Stored records:
+ + + + +

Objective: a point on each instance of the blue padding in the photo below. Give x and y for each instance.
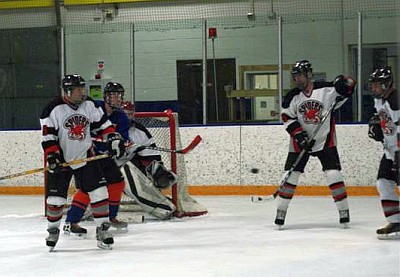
(156, 106)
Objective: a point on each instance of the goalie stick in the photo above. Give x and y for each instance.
(258, 199)
(185, 150)
(66, 164)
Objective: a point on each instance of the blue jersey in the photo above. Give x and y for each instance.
(121, 123)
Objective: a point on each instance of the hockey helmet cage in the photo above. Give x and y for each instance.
(113, 95)
(383, 75)
(113, 87)
(69, 82)
(128, 105)
(302, 67)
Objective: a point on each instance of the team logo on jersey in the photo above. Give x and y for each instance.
(387, 124)
(76, 125)
(311, 111)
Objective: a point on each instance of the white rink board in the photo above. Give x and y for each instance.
(224, 157)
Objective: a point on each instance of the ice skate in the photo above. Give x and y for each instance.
(74, 228)
(344, 218)
(390, 231)
(121, 226)
(51, 240)
(88, 215)
(104, 238)
(280, 218)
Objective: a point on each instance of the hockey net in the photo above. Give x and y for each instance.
(164, 127)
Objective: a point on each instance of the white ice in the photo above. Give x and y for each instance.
(236, 238)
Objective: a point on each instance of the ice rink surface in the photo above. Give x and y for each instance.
(236, 238)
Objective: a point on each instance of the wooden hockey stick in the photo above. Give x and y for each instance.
(66, 164)
(258, 199)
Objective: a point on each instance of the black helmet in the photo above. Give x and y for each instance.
(383, 75)
(302, 67)
(69, 82)
(113, 88)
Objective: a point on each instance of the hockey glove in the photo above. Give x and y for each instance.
(302, 140)
(115, 145)
(374, 128)
(54, 161)
(396, 166)
(161, 176)
(344, 85)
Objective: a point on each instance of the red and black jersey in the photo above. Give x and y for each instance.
(388, 111)
(302, 112)
(66, 128)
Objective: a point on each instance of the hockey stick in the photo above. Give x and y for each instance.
(258, 199)
(66, 164)
(185, 150)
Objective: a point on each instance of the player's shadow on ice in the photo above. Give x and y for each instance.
(314, 226)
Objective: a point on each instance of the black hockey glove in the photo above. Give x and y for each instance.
(54, 161)
(161, 176)
(115, 145)
(344, 85)
(302, 140)
(374, 128)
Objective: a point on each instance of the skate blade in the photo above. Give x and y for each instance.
(279, 227)
(78, 235)
(345, 225)
(392, 236)
(104, 246)
(119, 230)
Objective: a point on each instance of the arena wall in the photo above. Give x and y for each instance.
(222, 162)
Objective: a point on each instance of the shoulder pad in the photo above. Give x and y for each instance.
(50, 107)
(322, 84)
(289, 97)
(394, 100)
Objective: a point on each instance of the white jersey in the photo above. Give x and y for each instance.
(302, 112)
(389, 115)
(68, 127)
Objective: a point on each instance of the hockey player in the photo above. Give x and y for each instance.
(384, 127)
(111, 105)
(302, 110)
(145, 173)
(66, 123)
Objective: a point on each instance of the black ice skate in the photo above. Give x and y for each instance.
(390, 231)
(51, 240)
(74, 228)
(121, 226)
(344, 218)
(104, 238)
(280, 218)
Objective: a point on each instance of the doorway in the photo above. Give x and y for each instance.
(190, 90)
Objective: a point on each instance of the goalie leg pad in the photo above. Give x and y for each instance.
(140, 188)
(161, 176)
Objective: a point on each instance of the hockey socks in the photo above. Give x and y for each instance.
(78, 206)
(114, 197)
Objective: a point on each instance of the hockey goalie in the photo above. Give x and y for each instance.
(144, 172)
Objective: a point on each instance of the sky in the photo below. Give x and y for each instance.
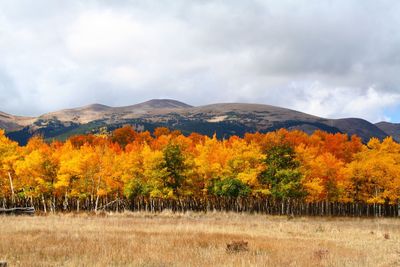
(328, 58)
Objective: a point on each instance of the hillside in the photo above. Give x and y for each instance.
(224, 119)
(392, 129)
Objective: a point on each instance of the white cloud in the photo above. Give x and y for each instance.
(332, 59)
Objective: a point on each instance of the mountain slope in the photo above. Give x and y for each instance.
(224, 119)
(14, 123)
(392, 129)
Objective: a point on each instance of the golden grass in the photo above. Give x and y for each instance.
(195, 239)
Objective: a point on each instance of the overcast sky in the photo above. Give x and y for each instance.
(328, 58)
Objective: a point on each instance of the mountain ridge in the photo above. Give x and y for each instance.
(225, 119)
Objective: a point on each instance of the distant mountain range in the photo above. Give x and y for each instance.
(224, 119)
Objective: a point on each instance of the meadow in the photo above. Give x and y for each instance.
(197, 239)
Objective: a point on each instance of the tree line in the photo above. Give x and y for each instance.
(281, 172)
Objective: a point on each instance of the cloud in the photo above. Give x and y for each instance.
(328, 58)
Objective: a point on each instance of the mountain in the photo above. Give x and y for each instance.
(13, 123)
(224, 119)
(392, 129)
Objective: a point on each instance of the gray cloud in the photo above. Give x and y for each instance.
(328, 58)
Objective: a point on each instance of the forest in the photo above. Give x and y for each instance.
(280, 172)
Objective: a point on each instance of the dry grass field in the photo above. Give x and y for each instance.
(195, 239)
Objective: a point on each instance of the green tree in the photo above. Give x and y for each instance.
(174, 164)
(282, 175)
(229, 187)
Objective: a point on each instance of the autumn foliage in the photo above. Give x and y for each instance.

+ + + + +

- _Exercise details_
Output a verbatim copy of the entries and skip the pictures.

- _Result for this task_
Objective: a point on each instance of the blue padding in the photo below. Give x and y for each instance.
(156, 106)
Objective: a point on each instance of the goalie stick in the photo above. Give x and y for each instance.
(258, 199)
(185, 150)
(66, 164)
Objective: a point on each instance of the blue jersey in the photo above. Give x and y for each instance.
(121, 123)
Objective: a point on each instance of the hockey helmet cage in the photo above. Give x and y for each instance.
(113, 95)
(383, 75)
(113, 87)
(69, 82)
(128, 105)
(302, 67)
Objective: a point on each instance of the team logo on jersey in the photo above. Give x and y for each instance.
(387, 124)
(76, 125)
(311, 111)
Objective: a point on each instance of the white rink board in the photo above. Give x and y for each instance.
(224, 157)
Objective: a point on each instance of the ice skate in the photo above. Give x and y for each instance.
(74, 228)
(344, 218)
(390, 231)
(121, 226)
(51, 240)
(88, 215)
(104, 238)
(280, 218)
Objective: a point on each instance of the hockey net in the photo above. Give x and y for each instance.
(164, 127)
Objective: a point on each instance of the white ice in the photo above. Give x and y for each instance.
(236, 238)
Objective: a point on each instance of the ice rink surface in the photo above. Give x and y for each instance.
(236, 238)
Objective: a point on each instance of the wooden hockey stick in the photo above. Give x and y for each instance.
(66, 164)
(258, 199)
Objective: a point on each instance of the black helmet in the photo above. Give x and y for each instance.
(383, 75)
(302, 67)
(69, 82)
(113, 88)
Objective: a point on each instance of the hockey glove in the photo above. Give x and y for each instance.
(302, 140)
(115, 145)
(374, 128)
(54, 161)
(396, 166)
(161, 176)
(344, 85)
Objective: a point on each instance of the red and black jersey in the photo above. Give x and y for each instance.
(388, 111)
(302, 112)
(66, 128)
Objective: a point on each instance of the hockey stick in the photo above. Give x and y for each instance.
(258, 199)
(66, 164)
(185, 150)
Objective: a point on each instance of the player's shadow on ice in the photo above. Give x and y for each instance.
(314, 226)
Objective: a point on each instance of the black hockey glove in the photo above. Give x and y for each instance.
(54, 161)
(161, 176)
(115, 145)
(344, 85)
(302, 140)
(374, 128)
Objective: a point on each instance of the skate blade in the photo above. Give x and y for each instance.
(279, 227)
(78, 235)
(345, 225)
(392, 236)
(104, 246)
(119, 230)
Objective: a point on each instance of the arena wall in the photo above. Give x and y for each instance.
(222, 162)
Objective: a point on each instance of the shoulder pad in the photo above. Give x and y for each instance.
(50, 107)
(322, 84)
(289, 97)
(394, 100)
Objective: a point on each instance of the white jersey in the photo above. Give x and y for each instance.
(302, 112)
(389, 115)
(68, 127)
Objective: a point on each instance of the hockey player in the photo above. Give x and y for each instance.
(384, 127)
(111, 105)
(302, 110)
(145, 173)
(66, 123)
Objective: a point on each instance of the black ice skate in the photo above. Give x and y for each instance.
(390, 231)
(51, 240)
(74, 228)
(121, 226)
(344, 218)
(104, 238)
(280, 218)
Objective: a point on each instance of the doorway in the photo above. Give x and y for each instance.
(190, 90)
Objective: a point on each instance of the goalie leg pad in the photo above. Give x and y for each instance.
(140, 188)
(161, 176)
Objective: a point on each instance of the hockey socks in the photo above. Give x and y for each instance.
(78, 206)
(114, 197)
Objective: a point on each instance of the hockey goalie in the photo above. Give x and y for each instance.
(144, 172)
Objective: a point on each instance of the sky in the photo below. Give x and y for each instance.
(328, 58)
Objective: a point on each instance of the hillside in the photo above. Give x and y for each instance.
(224, 119)
(392, 129)
Objective: a point on each instance of the white cloud in the photo above. Give x and y for each instance.
(332, 59)
Objective: a point on each instance of the mountain slope in the photo above. Give x and y for each instance.
(224, 119)
(14, 123)
(392, 129)
Objective: a point on each instance of the golden grass in the photo above. Give x and y for each instance.
(195, 239)
Objective: a point on each instance of the overcast sky in the photo above. Give x and y for each instance.
(328, 58)
Objective: a point on each instance of the mountain ridge in the photo above. Give x and y for each instance.
(225, 119)
Objective: a point on each instance of the distant mountain range in the photo above. Give x and y for each instance.
(224, 119)
Objective: a point on each instance of the meadow in the photo above. Give x and y for each instance.
(197, 239)
Objective: a point on each instance of the tree line in the photo above. Give x and y for each instance.
(281, 172)
Objective: a point on each instance of the cloud in the photo above. Give x and y for each instance.
(328, 58)
Objective: a point on each instance of the mountain in the photo above. Give x and y for each instance.
(13, 123)
(224, 119)
(392, 129)
Objective: a point on each instance of the gray cloud in the photo above. Give x and y for each instance.
(328, 58)
Objective: a point on each instance of the forest in the photo above. Give x and y for each instance.
(280, 172)
Objective: a point on each instance of the dry grass field in the photo above. Give x and y for each instance.
(195, 239)
Objective: a point on each instance of the green tree in the photo above. Give x and y for each instance.
(174, 164)
(282, 175)
(229, 187)
Objective: a point on each instance of the autumn foliage in the photo above. Give x and y for each instance.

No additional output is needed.